→ **Liste des tâches**
**1.** Comment se traduit en anglais cette phrase de l'extrait sur la pollution des sols : « Interrogée sur ce point, la mairie n'a pas indiqué si ces analyses complémentaires étaient en cours. » ?
**2.** Pouvez-vous transcrire à l'identique le passage de l'extrait sur la pollution des sols compris entre « Les enfants particulièrement » et « étaient en cours. », ces deux bornes incluses ?
**3.** Quelles sont, selon Santé publique France dans l'extrait sur la pollution des sols, les voies par lesquelles les plus petits sont exposés à cette pollution ?

→ **Extrait du document**
※

Les enfants particulièrement exposés
Plus alarmant, Jean Lefèvre souligne que les enfants sont "plus sensibles" à la présence de ces éléments. C'est pourquoi le laboratoire chargé des analyses précise dans son rapport de mars 2018 transmis à la mairie que "la présence éventuelle de jeunes enfants (< 6 ans) sur le site nécessiterait une évaluation quantitative des risques sanitaires." Interrogée sur ce point, la mairie n'a pas indiqué si ces analyses complémentaires étaient en cours.
Pour le porte-parole de l'Asef, "il semble évident que les enfants ne doivent pas jouer au niveau des zones polluées". Car, comme le précise Santé publique France, les plus petits sont largement exposés à la pollution des sols. Par l'ingestion de terre "lors de jeux à même le sol" ou à travers des "objets qu'ils portent à la bouche", mais aussi par "l'inhalation de poussières émises par les sols pollués".

※

→ **Enregistrements conservés**
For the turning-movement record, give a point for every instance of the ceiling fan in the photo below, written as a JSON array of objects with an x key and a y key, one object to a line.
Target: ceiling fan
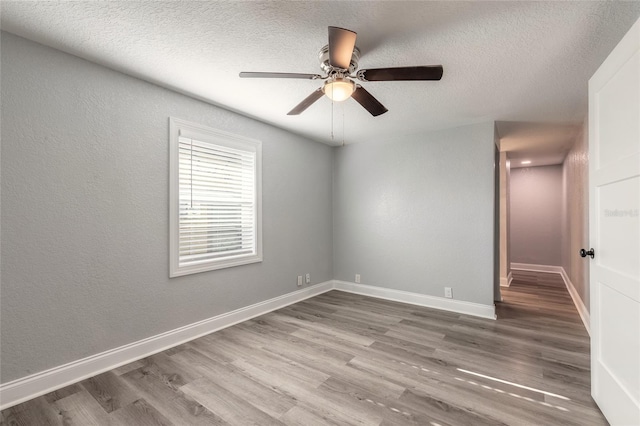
[{"x": 339, "y": 61}]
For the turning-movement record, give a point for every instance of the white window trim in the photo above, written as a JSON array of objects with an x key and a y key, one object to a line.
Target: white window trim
[{"x": 179, "y": 127}]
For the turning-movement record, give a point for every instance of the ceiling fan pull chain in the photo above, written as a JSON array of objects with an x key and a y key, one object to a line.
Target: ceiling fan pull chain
[
  {"x": 332, "y": 102},
  {"x": 343, "y": 124}
]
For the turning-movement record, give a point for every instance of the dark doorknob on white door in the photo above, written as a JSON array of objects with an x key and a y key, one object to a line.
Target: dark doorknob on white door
[{"x": 585, "y": 253}]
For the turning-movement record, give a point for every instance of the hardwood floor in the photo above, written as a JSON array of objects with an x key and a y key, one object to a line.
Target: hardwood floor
[{"x": 343, "y": 359}]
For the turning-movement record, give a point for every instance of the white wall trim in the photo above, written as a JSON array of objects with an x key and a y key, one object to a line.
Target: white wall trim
[
  {"x": 580, "y": 307},
  {"x": 452, "y": 305},
  {"x": 577, "y": 301},
  {"x": 506, "y": 281},
  {"x": 37, "y": 384},
  {"x": 536, "y": 268}
]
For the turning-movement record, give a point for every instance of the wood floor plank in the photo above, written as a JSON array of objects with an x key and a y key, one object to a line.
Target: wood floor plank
[
  {"x": 172, "y": 404},
  {"x": 347, "y": 359},
  {"x": 109, "y": 391},
  {"x": 81, "y": 408},
  {"x": 234, "y": 409},
  {"x": 139, "y": 413}
]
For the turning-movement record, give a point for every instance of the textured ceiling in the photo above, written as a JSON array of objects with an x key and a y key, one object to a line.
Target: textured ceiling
[{"x": 526, "y": 61}]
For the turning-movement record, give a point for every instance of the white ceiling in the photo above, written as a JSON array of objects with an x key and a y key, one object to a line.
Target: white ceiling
[
  {"x": 523, "y": 61},
  {"x": 541, "y": 144}
]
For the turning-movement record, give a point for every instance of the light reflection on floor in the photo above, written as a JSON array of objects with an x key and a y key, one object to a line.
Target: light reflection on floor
[{"x": 515, "y": 395}]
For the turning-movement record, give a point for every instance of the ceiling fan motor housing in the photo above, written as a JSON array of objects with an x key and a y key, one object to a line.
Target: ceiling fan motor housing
[{"x": 323, "y": 57}]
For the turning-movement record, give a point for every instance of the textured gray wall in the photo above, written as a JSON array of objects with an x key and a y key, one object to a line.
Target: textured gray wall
[
  {"x": 85, "y": 211},
  {"x": 575, "y": 174},
  {"x": 536, "y": 215},
  {"x": 417, "y": 213}
]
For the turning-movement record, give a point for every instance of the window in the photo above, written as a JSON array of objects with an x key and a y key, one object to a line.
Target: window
[{"x": 215, "y": 199}]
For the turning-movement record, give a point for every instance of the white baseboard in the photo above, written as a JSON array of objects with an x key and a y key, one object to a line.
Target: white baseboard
[
  {"x": 506, "y": 281},
  {"x": 469, "y": 308},
  {"x": 536, "y": 268},
  {"x": 37, "y": 384},
  {"x": 585, "y": 316},
  {"x": 577, "y": 301}
]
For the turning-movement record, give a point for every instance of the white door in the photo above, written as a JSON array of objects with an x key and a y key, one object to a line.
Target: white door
[{"x": 614, "y": 231}]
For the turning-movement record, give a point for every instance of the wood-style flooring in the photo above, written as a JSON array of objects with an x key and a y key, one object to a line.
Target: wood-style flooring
[{"x": 345, "y": 359}]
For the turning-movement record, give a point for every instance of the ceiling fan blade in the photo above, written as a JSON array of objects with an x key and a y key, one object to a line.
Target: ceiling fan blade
[
  {"x": 402, "y": 74},
  {"x": 369, "y": 103},
  {"x": 341, "y": 44},
  {"x": 279, "y": 75},
  {"x": 308, "y": 101}
]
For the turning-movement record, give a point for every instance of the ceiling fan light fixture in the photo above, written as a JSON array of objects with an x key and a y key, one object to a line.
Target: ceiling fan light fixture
[{"x": 339, "y": 89}]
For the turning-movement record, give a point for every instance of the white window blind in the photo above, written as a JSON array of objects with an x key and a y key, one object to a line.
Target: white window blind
[{"x": 218, "y": 209}]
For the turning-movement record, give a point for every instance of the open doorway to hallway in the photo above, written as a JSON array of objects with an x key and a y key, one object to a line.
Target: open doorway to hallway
[{"x": 544, "y": 207}]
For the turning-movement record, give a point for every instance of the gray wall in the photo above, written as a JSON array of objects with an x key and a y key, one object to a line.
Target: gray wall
[
  {"x": 84, "y": 218},
  {"x": 417, "y": 213},
  {"x": 575, "y": 177},
  {"x": 536, "y": 215}
]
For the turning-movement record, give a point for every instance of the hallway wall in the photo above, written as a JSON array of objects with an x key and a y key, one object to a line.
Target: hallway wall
[
  {"x": 536, "y": 215},
  {"x": 575, "y": 174}
]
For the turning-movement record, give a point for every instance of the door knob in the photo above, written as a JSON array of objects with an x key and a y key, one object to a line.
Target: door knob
[{"x": 585, "y": 253}]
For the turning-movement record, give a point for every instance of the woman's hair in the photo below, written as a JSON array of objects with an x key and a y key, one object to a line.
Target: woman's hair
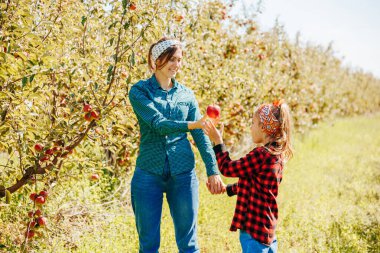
[
  {"x": 163, "y": 59},
  {"x": 281, "y": 142}
]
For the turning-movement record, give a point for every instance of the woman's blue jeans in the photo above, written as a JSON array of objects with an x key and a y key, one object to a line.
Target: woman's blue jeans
[
  {"x": 250, "y": 245},
  {"x": 182, "y": 195}
]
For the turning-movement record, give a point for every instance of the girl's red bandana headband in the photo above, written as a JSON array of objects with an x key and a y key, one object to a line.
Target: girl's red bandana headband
[{"x": 269, "y": 122}]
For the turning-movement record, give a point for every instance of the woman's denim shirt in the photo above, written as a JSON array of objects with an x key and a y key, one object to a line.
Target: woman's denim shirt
[{"x": 163, "y": 118}]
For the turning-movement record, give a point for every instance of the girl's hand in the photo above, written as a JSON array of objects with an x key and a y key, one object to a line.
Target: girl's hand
[
  {"x": 197, "y": 124},
  {"x": 214, "y": 134}
]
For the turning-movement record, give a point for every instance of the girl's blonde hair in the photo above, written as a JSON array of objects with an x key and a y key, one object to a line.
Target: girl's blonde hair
[{"x": 281, "y": 142}]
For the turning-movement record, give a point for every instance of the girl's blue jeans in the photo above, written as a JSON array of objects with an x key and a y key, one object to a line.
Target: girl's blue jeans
[
  {"x": 250, "y": 245},
  {"x": 182, "y": 195}
]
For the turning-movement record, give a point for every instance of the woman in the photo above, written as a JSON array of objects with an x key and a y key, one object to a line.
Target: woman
[{"x": 166, "y": 110}]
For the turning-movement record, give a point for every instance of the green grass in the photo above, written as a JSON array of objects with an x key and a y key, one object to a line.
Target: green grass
[{"x": 329, "y": 201}]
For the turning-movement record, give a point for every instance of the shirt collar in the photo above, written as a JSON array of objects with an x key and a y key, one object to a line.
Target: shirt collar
[{"x": 156, "y": 84}]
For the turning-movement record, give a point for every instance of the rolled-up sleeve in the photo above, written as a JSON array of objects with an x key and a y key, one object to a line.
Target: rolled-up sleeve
[
  {"x": 144, "y": 109},
  {"x": 202, "y": 141}
]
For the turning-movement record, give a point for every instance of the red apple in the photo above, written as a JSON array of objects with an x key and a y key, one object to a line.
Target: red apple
[
  {"x": 31, "y": 224},
  {"x": 38, "y": 213},
  {"x": 87, "y": 116},
  {"x": 40, "y": 200},
  {"x": 41, "y": 221},
  {"x": 87, "y": 108},
  {"x": 29, "y": 234},
  {"x": 213, "y": 111},
  {"x": 121, "y": 162},
  {"x": 33, "y": 196},
  {"x": 45, "y": 158},
  {"x": 49, "y": 152},
  {"x": 178, "y": 18},
  {"x": 94, "y": 115},
  {"x": 94, "y": 177},
  {"x": 43, "y": 194},
  {"x": 38, "y": 147},
  {"x": 132, "y": 6}
]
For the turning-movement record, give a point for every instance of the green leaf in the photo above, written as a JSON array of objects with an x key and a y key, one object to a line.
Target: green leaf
[
  {"x": 128, "y": 81},
  {"x": 125, "y": 4},
  {"x": 132, "y": 59},
  {"x": 84, "y": 19},
  {"x": 7, "y": 196},
  {"x": 31, "y": 78},
  {"x": 24, "y": 81}
]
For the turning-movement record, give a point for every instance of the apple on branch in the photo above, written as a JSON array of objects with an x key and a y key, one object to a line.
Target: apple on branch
[{"x": 213, "y": 111}]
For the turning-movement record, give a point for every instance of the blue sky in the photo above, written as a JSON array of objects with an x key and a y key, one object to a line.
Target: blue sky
[{"x": 352, "y": 25}]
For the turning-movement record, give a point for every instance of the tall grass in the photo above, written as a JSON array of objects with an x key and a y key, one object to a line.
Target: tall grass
[{"x": 329, "y": 201}]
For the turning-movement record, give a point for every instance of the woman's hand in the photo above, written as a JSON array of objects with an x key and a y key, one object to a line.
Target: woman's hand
[
  {"x": 214, "y": 134},
  {"x": 197, "y": 124},
  {"x": 215, "y": 184}
]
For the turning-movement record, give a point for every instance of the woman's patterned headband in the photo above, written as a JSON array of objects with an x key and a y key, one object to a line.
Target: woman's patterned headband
[
  {"x": 159, "y": 48},
  {"x": 269, "y": 122}
]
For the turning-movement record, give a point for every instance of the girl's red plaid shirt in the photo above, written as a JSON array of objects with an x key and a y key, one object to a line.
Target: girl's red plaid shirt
[{"x": 260, "y": 174}]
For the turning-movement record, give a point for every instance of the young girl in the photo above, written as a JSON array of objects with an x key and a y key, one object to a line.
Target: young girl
[{"x": 259, "y": 173}]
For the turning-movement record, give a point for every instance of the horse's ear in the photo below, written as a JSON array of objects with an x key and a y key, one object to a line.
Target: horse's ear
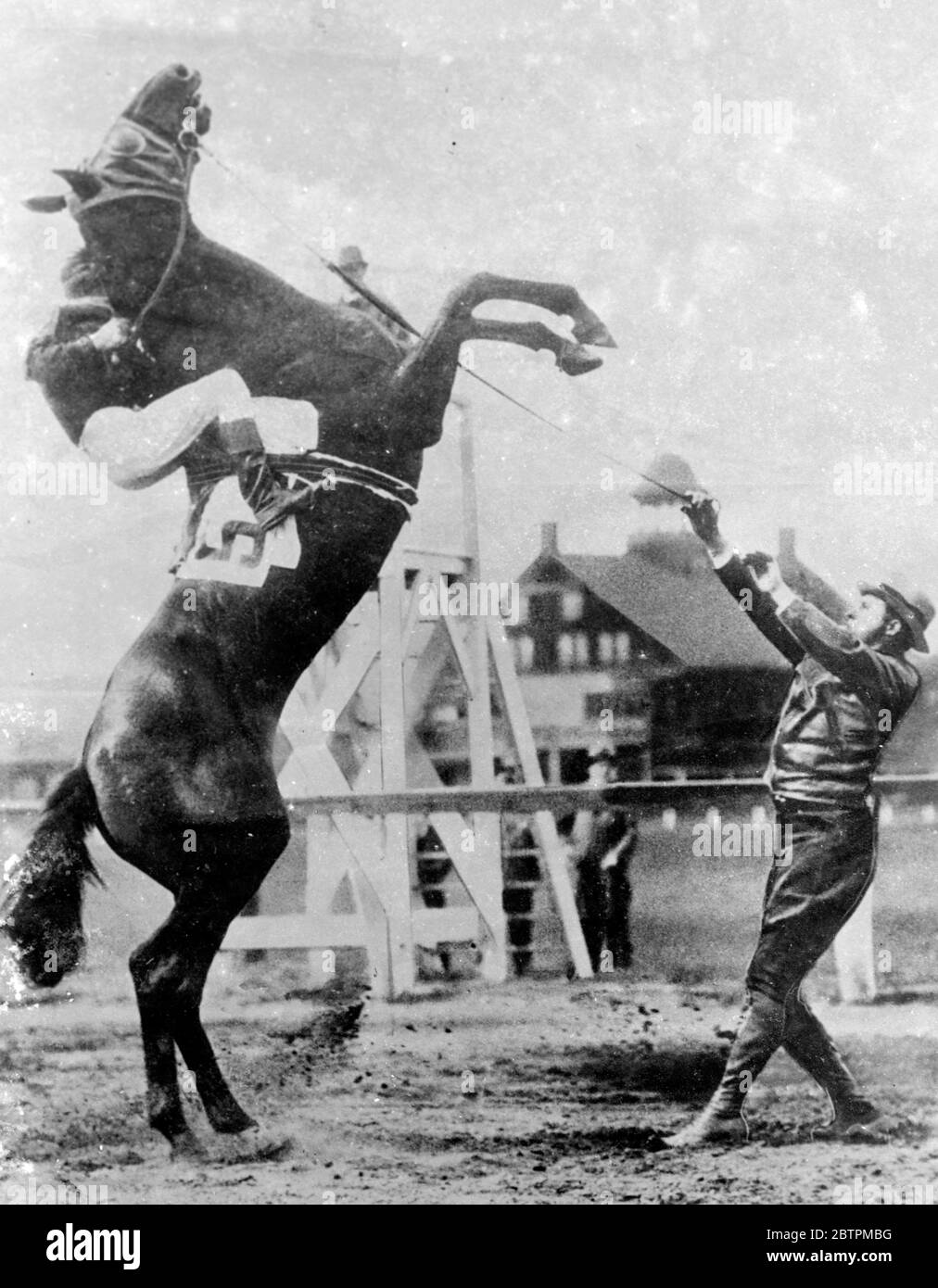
[
  {"x": 84, "y": 184},
  {"x": 45, "y": 205}
]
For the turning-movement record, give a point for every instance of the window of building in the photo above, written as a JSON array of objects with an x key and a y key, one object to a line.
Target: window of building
[
  {"x": 571, "y": 605},
  {"x": 524, "y": 652}
]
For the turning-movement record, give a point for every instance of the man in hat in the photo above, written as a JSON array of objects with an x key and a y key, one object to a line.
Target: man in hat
[
  {"x": 602, "y": 842},
  {"x": 851, "y": 688},
  {"x": 354, "y": 266}
]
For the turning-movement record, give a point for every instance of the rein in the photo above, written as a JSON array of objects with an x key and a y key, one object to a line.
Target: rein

※

→ **Réponses aux tâches**
**1.** When asked about this point, the town hall did not say whether these additional analyses were underway.

**2.**
Les enfants particulièrement exposés
Plus alarmant, Jean Lefèvre souligne que les enfants sont "plus sensibles" à la présence de ces éléments. C'est pourquoi le laboratoire chargé des analyses précise dans son rapport de mars 2018 transmis à la mairie que "la présence éventuelle de jeunes enfants (< 6 ans) sur le site nécessiterait une évaluation quantitative des risques sanitaires." Interrogée sur ce point, la mairie n'a pas indiqué si ces analyses complémentaires étaient en cours.

**3.**
- L'ingestion de terre lors de jeux à même le sol
- Les objets qu'ils portent à la bouche
- L'inhalation de poussières émises par les sols pollués